TESTO DI STUDIO -
Professor Galbraith, che influenza esercita il fenomeno delle migrazioni di forza-lavoro sulle economie occidentali? È un’influenza positiva o negativa?

Io sono favorevole allo spostamento di persone dai Paesi poveri verso quelli ricchi; credo che questo fenomeno porti molti benefici sia per chi arriva, per gli emigranti, sia per chi accoglie. Questo è un fatto che mi ha sempre colpito quando sono venuto in Italia, mi sono infatti chiesto in che misura la prosperità del Nord è venuta a dipendere dalla risorsa lavoro fornita dal Mezzogiorno. Ho vissuto in Svizzera per un periodo importante della mia vita e lì ho scritto molto. La Svizzera non potrebbe esistere come Paese se non fosse per i lavoratori dell’Europa orientale, per quelli italiani e per quelli spagnoli, i quali sono andati lì a svolgere i lavori che gli svizzeri non erano più disposti a fare. Anche la vita negli Stati Uniti, a tutti i livelli intellettuali, è stata a lungo dipendente dall’apporto dato dagli emigranti.

ATTIVITÀ -
(1) Nell'intervista sulle migrazioni di forza-lavoro, in quale Paese Galbraith afferma di aver vissuto per un periodo importante della sua vita?
(2) Prosegui l'intervista sulle migrazioni di forza-lavoro a partire dall'ultima frase riportata.
I dati riportati più avanti non hanno alcun legame con l'intervista sulle migrazioni di forza-lavoro.

DATI IN ESAME -
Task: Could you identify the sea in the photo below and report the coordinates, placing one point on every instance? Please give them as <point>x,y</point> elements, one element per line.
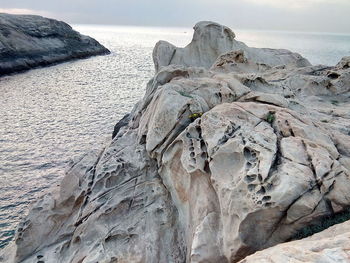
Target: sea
<point>49,116</point>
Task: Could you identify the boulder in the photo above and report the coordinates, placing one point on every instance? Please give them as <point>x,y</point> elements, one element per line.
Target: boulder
<point>331,245</point>
<point>215,163</point>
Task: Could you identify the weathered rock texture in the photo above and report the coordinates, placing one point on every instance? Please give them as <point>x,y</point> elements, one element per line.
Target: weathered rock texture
<point>215,163</point>
<point>331,245</point>
<point>28,41</point>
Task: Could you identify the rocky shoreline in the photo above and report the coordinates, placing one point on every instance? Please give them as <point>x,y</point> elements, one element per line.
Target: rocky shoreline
<point>29,41</point>
<point>232,150</point>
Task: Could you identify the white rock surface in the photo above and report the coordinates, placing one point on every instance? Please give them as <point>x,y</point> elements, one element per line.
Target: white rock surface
<point>28,41</point>
<point>215,163</point>
<point>210,40</point>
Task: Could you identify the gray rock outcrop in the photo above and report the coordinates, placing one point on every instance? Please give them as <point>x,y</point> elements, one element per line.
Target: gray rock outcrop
<point>331,245</point>
<point>215,163</point>
<point>28,41</point>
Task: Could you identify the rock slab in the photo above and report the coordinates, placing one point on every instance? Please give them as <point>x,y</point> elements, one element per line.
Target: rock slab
<point>222,157</point>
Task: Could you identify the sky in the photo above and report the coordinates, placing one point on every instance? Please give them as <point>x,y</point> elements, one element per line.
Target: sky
<point>292,15</point>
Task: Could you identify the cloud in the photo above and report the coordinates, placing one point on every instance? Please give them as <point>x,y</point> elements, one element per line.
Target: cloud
<point>24,11</point>
<point>299,15</point>
<point>295,4</point>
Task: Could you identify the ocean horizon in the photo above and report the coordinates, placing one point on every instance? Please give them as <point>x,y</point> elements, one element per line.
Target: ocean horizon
<point>54,114</point>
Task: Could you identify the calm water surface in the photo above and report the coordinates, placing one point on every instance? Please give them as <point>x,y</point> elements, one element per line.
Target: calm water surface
<point>50,115</point>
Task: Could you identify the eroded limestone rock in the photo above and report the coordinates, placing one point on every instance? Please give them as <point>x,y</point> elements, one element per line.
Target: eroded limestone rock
<point>28,41</point>
<point>331,245</point>
<point>213,164</point>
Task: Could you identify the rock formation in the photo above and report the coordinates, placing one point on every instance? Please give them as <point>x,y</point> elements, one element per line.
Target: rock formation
<point>331,245</point>
<point>224,156</point>
<point>28,41</point>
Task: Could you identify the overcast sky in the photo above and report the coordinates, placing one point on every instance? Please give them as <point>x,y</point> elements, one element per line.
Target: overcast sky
<point>295,15</point>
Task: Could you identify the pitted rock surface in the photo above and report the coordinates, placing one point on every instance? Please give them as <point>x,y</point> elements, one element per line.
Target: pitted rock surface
<point>231,154</point>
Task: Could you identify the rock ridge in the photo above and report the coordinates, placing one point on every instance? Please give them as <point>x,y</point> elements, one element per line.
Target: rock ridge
<point>29,41</point>
<point>231,151</point>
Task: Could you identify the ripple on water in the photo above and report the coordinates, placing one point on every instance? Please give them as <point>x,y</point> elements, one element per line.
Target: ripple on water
<point>53,114</point>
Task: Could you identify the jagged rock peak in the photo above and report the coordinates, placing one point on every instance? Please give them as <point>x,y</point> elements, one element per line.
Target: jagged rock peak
<point>210,40</point>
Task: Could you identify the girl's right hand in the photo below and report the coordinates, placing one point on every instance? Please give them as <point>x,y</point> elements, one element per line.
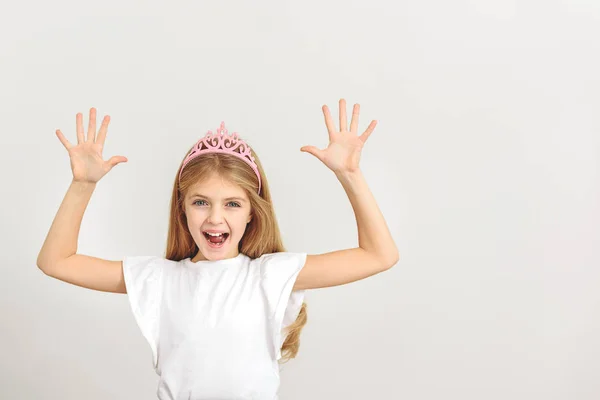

SOLUZIONI -
(1) In Svizzera.

(2)
Gli emigranti vivono molto meglio qui che nei Paesi da cui sono partiti, ad esempio in Sud America o nei Caraibi, e al tempo stesso rendono la vita molto più piacevole a coloro che abitano già qui. Su questa questione potrei non essere pienamente obiettivo, perché anch’io sono un emigrante. Infatti, sono nato e cresciuto in Canada e poi sono emigrato negli Stati Uniti; sono molto felice di averlo fatto e forse tutto ciò mi porta ad avere un’opinione un po’ più favorevole degli emigranti.

 

C’è in Lei una nota pessimistica quando parla della realtà attuale?

Mi si chiede se nella conclusione di questa analisi si deve vedere una nota di pessimismo o di ottimismo? Bene, direi che non c’è né l’una né l’altra. Vorrei che tutti ricordassero che i problemi peggiori che affliggono il mondo non sono di natura economica. Se la vita su questo pianeta finirà, ciò sarà l’effetto di forze non-economiche che derivano dall’uso di bombe atomiche, di armi chimiche e biologiche. Quando mi sveglio preoccupato per il futuro sono queste le prime cose che mi vengono in mente; si deve porre allora la questione del controllo e dell’eliminazione delle armi atomiche.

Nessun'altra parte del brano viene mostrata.